■ WORK INSTRUCTIONS
Reproduce the following data verbatim, keeping every line as it appears.

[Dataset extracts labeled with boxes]
▼

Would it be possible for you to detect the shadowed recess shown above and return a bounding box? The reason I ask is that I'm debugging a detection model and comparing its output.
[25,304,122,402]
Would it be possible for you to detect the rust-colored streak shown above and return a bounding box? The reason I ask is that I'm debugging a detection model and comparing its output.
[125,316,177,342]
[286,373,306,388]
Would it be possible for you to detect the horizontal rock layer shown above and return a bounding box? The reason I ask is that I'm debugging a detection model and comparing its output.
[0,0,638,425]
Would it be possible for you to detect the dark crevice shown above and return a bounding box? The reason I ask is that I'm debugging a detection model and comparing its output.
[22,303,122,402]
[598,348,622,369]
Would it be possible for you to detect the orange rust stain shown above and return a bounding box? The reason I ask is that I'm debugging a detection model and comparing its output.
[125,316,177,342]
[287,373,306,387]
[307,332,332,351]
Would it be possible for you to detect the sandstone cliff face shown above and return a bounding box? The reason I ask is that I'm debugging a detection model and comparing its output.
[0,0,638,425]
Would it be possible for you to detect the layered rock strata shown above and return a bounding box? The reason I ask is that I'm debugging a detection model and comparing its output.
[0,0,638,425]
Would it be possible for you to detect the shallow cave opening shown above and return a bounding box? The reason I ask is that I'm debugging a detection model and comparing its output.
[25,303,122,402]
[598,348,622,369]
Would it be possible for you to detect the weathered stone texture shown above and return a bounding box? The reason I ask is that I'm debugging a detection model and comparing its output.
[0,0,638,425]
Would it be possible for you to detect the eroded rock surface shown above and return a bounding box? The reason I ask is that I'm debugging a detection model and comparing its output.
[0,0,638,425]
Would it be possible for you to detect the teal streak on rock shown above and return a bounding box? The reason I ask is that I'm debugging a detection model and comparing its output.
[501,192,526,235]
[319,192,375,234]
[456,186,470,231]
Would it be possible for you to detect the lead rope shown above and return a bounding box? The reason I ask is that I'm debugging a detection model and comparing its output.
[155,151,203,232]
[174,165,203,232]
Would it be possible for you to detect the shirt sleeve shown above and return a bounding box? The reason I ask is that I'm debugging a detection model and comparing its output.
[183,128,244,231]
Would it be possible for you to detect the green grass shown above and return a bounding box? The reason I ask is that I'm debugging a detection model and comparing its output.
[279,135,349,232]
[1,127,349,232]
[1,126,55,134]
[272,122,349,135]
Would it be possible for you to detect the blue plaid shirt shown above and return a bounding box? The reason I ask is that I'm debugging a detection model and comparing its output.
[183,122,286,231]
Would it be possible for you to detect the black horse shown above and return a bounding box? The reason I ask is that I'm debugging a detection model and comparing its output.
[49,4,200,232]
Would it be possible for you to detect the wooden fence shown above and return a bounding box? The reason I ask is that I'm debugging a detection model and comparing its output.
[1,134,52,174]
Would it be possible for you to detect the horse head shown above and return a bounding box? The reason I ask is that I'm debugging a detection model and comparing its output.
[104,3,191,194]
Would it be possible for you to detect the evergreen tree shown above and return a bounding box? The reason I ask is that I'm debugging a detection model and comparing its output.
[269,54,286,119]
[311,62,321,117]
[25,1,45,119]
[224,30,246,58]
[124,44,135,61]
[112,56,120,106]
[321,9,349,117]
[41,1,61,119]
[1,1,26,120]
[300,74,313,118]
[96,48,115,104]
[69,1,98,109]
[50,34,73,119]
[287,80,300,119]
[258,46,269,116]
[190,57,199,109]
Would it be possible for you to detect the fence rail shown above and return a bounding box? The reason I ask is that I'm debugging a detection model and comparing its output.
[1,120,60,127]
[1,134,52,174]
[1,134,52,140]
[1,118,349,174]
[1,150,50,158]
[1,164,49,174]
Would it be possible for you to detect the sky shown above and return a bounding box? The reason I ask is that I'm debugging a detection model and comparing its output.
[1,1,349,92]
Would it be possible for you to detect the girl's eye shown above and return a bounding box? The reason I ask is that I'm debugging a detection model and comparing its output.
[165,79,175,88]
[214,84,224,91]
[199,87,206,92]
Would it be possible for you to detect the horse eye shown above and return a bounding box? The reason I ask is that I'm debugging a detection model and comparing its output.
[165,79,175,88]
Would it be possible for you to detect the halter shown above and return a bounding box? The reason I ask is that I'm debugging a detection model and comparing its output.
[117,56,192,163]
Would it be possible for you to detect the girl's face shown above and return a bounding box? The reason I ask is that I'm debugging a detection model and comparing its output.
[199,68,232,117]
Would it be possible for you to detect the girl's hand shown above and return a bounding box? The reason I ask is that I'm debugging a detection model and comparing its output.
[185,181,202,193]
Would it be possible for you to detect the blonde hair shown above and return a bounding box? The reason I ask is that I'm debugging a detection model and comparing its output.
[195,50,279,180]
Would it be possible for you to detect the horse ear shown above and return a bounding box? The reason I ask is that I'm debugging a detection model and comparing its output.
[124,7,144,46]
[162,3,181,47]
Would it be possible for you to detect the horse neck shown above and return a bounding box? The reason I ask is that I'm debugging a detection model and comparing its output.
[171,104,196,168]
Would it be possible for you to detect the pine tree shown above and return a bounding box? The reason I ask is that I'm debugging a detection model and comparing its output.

▲

■ SOLUTION TO THIS TASK
Would it be possible for you to detect the shadowed recess shown above and return a bounding box? The reason I ask is that I'm debugging a detection model and comparing its output.
[25,304,122,402]
Would it be possible for you to detect the rust-colored streak shown above and return a bounding box? The reason I ask is that I'm debugging a detection model and comparing its output.
[125,316,177,342]
[286,373,306,388]
Would it be possible for you to detect the horizontal rock layer shown above and return a bounding box? The reason I ask is that I'm debugging a detection model and comparing its output.
[0,0,638,425]
Would it be possible for you to detect the dark crevice shown above and return a bounding box? The reason I ask is that I'm debugging a detection model and comparing its output.
[22,303,122,402]
[598,348,622,369]
Would it be possible for you to detect the orange rust stain shown above and return a bounding box? The reason I ask is that I'm debugging a detection model and comparing its output.
[125,316,177,342]
[287,373,306,387]
[307,332,332,351]
Would it be possible for you to detect the sandstone cliff face shown above and return a bounding box? The reason I ask is that I'm debugging a detection model and comparing its output.
[0,0,638,425]
Would it be possible for you to detect the layered rock strata shown above and return a bounding box? The reason I ask is that I'm debugging a detection model and comparing its output.
[0,0,638,425]
Would it be possible for you to detect the shallow cave opening shown above and return a bounding box? The reason I ask is that I'm debugging a detection model and comparing its output.
[25,303,122,402]
[598,348,622,369]
Would it be possible for you to detect the weathered stone texture shown above and return a bounding box? The reason I ask is that I'm debugging a detection model and comparing its output.
[0,0,638,425]
Would it be possible for you to detect the eroded rock surface shown above and return a bounding box? The reason I ask is that I'm debugging a detection model and comparing its output.
[0,0,638,425]
Would it be possible for you to detect the teal streak on rock shown above and return a bounding box? The reason I ask is that I'm debugging a detection model and comparing its output.
[501,192,526,235]
[319,192,375,234]
[456,186,470,231]
Would it be possible for you to detect the lead rope shown above and return a bounding box? The reason I ask is that I'm debugging a detection model and comparing its output.
[155,151,203,232]
[174,165,203,232]
Would it be possible for you to detect the shirt sleeve shown above and return a bounding box? The reason I ask is that I'm debugging a detection model and comparing its output.
[183,128,244,231]
Would it be possible for you to detect the green grass shown above and return a bounding box? The reason I ask is that I'm debugging a detection model and comparing its output.
[279,135,349,232]
[1,127,349,232]
[1,126,55,134]
[272,122,349,135]
Would it be possible for you to detect the blue plaid shirt shown above and return a bounding box? The reason I ask is that I'm debugging a detection model and comparing its output.
[183,122,286,231]
Would it be possible for you to detect the black horse shown above and return a bounding box? The reason I ask is that I'm debugging a detection model and comparing its output.
[49,4,200,232]
Would it be possible for you to detect the wooden fence shown above and return a bounding box? The reason I ask is that I'm debugging a detection model and comparing its output.
[1,134,52,174]
Would it be possible for you to detect the horse head shown above and return a bounding box? The reason I ask is that I'm debugging a detection model and comparing its output.
[104,3,191,194]
Would it be possible for you to detect the evergreen tree shown above and return a bounding box? The reason I ask is that I'm debugging a detection model and comparing its output.
[269,54,286,119]
[311,62,321,117]
[25,1,45,119]
[224,30,246,58]
[124,44,135,61]
[112,56,120,106]
[321,9,349,117]
[41,1,61,119]
[1,1,26,120]
[300,74,313,118]
[96,48,115,104]
[69,1,98,109]
[50,34,73,119]
[287,80,300,119]
[258,46,269,116]
[190,57,199,109]
Would it be possible for you to detect the fence rail shown above and return a bounding box? The reason I ask is that I'm debugging a detection model and comparing its output.
[1,120,60,127]
[1,134,52,174]
[1,134,52,140]
[1,118,349,174]
[1,150,50,158]
[1,164,49,174]
Would it be possible for you to detect the sky shown above and return a bounding box? The reason I ask is that I'm debugging a detection model and comparing its output.
[1,1,349,92]
Would it be possible for you to detect the girl's eye shown above and return a bounding box? The reason I ask is that I'm debugging a detection model and comparing its output.
[165,79,175,88]
[214,84,224,91]
[199,87,206,92]
Would it be possible for you to detect the horse eye shown above and return a bounding box? The reason I ask is that I'm debugging a detection model and comparing its output.
[165,79,175,88]
Would it be possible for you to detect the halter shown above and return a bounding box? The reason I ask is that I'm debugging a detection model and comparing its output.
[117,56,192,163]
Would it be possible for you to detect the girl's face shown above and return a bounding box? The reason I ask is that I'm debugging a detection model and comparing its output.
[199,68,232,117]
Would it be possible for you to detect the girl's hand shown above and return a bounding box? The reason I ask is that I'm debugging a detection model and comparing its output.
[185,181,202,193]
Would it be possible for you to detect the blonde hair shown above and return a bounding box? The reason I ask is that I'm debugging a detection model and comparing its output.
[195,50,279,180]
Would it be possible for you to detect the horse ear shown above and return a bounding box? The reason I ask is that I'm debugging a detection model and comparing its output.
[124,7,144,46]
[162,3,181,47]
Would it be possible for you to detect the horse neck shown above and return a bounding box? The reason I ask is that I'm debugging a detection model and comparing its output.
[171,104,196,168]
Would it be possible for you to detect the pine tree shown above and return a bounding box? The reason I ask is that I'm debugging a detection model and comparing its output.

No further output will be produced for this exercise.